## Exercise requirements
1. Transcribe the Captain Cook passage from "It is not necessary, here, to" up to and including "point of view.".
2. Pull out every line of the entries that contains the string "spider", matching case exactly.

Such were the outlines of Captain Cook’s character; but its most distinguishing feature was that unremitting perseverance in the pursuit of his object, which was not only superior to the opposition of dangers, and the pressure of hardships, but even exempt from the want of ordinary relaxation. During the long and tedious voyages in which he was engaged, his eagerness and activity were never in the least abated. No incidental temptation could detain him for a moment; even those intervals of recreation, which sometimes unavoidably occurred, and were looked for by us with a longing, that persons who have experienced the fatigues of service will readily excuse, were submitted to by him with a certain impatience, whenever they could not be employed in making further provision for the more effectual prosecution of his designs.

It is not necessary, here, to enumerate the instances in which these qualities were displayed, during the great and important enterprizes in which he was engaged. I shall content myself with stating the result of those services, under the two principal heads to which they may be referred, those of geography and navigation, placing each in a separate and distinct point of view.

Perhaps no science ever received greater additions from the labour of a single man, than geography has done from those of Captain Cook. In his first voyage to the South Seas, he discovered the Society Islands; determined the insularity of New Zealand; discovered the straits which separate the two islands, and are called after his name; and made a complete survey of both. He afterward explored the eastern coast of New Holland, hitherto unknown; an extent of twenty-seven degrees of latitude, or upward of two thousand miles.

In his second expedition, he resolved the great problem of a southern continent; having traversed that hemisphere between the latitudes of 40° and 70°, in such a manner as not to leave a possibility of its existence, unless near the pole, and out of the reach of navigation. During this voyage he discovered New Caledonia, the largest island in the Southern Pacific, except New Zealand; the island of Georgia; and an unknown coast, which he named Sandwich Land, the thule of the Southern hemisphere; and having twice visited the tropical seas, he settled the situations of the old, and made several new discoveries.

But the voyage we are now relating is distinguished above all the rest by the extent and importance of its discoveries. Besides several smaller islands in the Southern Pacific, he discovered, to the north of the equinoctial line, the group called the Sandwich Islands; which, from their situation and productions, bid fairer for becoming an object of consequence, in the system of European navigation, than any other discovery in the South Sea. He afterward explored what had hitherto remained unknown of the western coast of America, from the latitude of 43° to 70° north, containing an extent of three thousand five hundred miles; ascertained the proximity of the two great continents of Asia and America; passed the straits between them, and surveyed the coast, on each side, to such a height of northern latitude, as to demonstrate the impracticability of a passage in that hemisphere, from the Atlantic into the Pacific Ocean, either by an eastern or a western course. In short, if we except the sea of Amur, and the Japanese Archipelago, which still remain imperfectly known to Europeans, he has completed the hydrography of the habitable globe.

## Records supplied
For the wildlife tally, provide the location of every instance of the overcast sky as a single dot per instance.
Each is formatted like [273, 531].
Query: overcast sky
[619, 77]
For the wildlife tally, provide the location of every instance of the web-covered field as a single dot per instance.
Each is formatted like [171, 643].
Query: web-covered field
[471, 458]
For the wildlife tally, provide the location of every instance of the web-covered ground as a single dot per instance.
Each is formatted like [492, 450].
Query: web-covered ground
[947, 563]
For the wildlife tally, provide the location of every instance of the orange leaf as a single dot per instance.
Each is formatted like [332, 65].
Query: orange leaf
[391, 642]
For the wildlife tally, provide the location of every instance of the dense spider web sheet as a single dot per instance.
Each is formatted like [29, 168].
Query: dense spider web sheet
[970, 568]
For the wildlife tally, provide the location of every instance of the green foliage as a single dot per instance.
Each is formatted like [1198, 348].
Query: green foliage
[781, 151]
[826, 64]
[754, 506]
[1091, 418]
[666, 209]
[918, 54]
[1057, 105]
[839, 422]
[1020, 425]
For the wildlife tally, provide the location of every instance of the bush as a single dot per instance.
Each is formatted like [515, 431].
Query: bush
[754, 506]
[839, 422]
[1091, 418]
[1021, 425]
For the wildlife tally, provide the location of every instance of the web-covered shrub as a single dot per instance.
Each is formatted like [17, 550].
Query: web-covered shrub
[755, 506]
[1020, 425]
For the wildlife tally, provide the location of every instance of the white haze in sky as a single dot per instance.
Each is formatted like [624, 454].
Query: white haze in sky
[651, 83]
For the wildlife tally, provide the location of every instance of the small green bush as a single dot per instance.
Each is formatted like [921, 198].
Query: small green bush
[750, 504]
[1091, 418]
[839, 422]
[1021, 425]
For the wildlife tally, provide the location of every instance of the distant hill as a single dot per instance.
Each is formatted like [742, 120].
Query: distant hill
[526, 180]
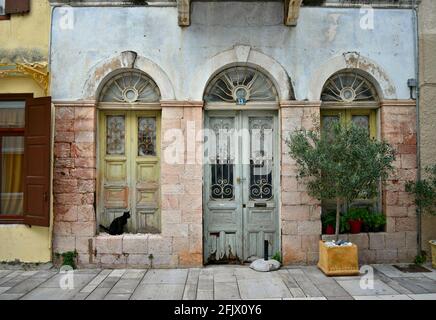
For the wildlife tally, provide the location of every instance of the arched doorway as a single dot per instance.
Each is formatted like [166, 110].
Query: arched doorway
[129, 151]
[241, 172]
[348, 96]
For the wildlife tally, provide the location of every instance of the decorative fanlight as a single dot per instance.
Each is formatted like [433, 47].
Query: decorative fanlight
[240, 84]
[130, 87]
[348, 87]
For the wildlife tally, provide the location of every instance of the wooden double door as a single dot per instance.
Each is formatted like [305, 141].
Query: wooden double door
[129, 169]
[240, 196]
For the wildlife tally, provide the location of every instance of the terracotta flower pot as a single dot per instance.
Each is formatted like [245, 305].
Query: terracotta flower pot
[330, 229]
[355, 226]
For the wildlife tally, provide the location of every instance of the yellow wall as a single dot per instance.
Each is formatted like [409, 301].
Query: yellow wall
[30, 30]
[20, 85]
[19, 242]
[27, 34]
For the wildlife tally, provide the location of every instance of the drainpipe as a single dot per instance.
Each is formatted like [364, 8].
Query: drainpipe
[418, 129]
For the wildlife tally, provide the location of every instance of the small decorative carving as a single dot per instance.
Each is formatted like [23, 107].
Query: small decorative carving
[37, 71]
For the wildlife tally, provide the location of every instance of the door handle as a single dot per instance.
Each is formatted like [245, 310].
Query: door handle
[239, 179]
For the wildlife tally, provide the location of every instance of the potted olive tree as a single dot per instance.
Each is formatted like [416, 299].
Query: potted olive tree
[424, 192]
[344, 164]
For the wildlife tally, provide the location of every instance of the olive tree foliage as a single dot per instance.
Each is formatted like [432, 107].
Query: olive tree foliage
[341, 163]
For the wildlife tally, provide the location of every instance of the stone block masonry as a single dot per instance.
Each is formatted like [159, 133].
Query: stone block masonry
[75, 179]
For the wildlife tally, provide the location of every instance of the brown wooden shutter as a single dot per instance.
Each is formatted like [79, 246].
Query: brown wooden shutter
[37, 162]
[17, 6]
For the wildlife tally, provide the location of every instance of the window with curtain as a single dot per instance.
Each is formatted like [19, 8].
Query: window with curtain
[2, 7]
[12, 115]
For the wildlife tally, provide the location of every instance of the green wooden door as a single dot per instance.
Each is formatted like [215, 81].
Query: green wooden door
[241, 184]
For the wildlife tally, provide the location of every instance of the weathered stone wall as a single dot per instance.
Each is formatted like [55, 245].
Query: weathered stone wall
[427, 60]
[181, 61]
[398, 127]
[300, 215]
[179, 244]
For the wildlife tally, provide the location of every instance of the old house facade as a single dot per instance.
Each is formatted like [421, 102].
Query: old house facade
[179, 112]
[25, 132]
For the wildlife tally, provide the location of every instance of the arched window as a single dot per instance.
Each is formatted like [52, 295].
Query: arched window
[130, 86]
[239, 85]
[349, 97]
[348, 87]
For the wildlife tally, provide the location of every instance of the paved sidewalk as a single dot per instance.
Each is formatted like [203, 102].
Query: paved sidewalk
[214, 282]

## The answers
1.
It is not necessary, here, to enumerate the instances in which these qualities were displayed, during the great and important enterprizes in which he was engaged. I shall content myself with stating the result of those services, under the two principal heads to which they may be referred, those of geography and navigation, placing each in a separate and distinct point of view.

2.
For the wildlife tally, provide the location of every instance of the dense spider web sheet as a single dot per instance.
Query: dense spider web sheet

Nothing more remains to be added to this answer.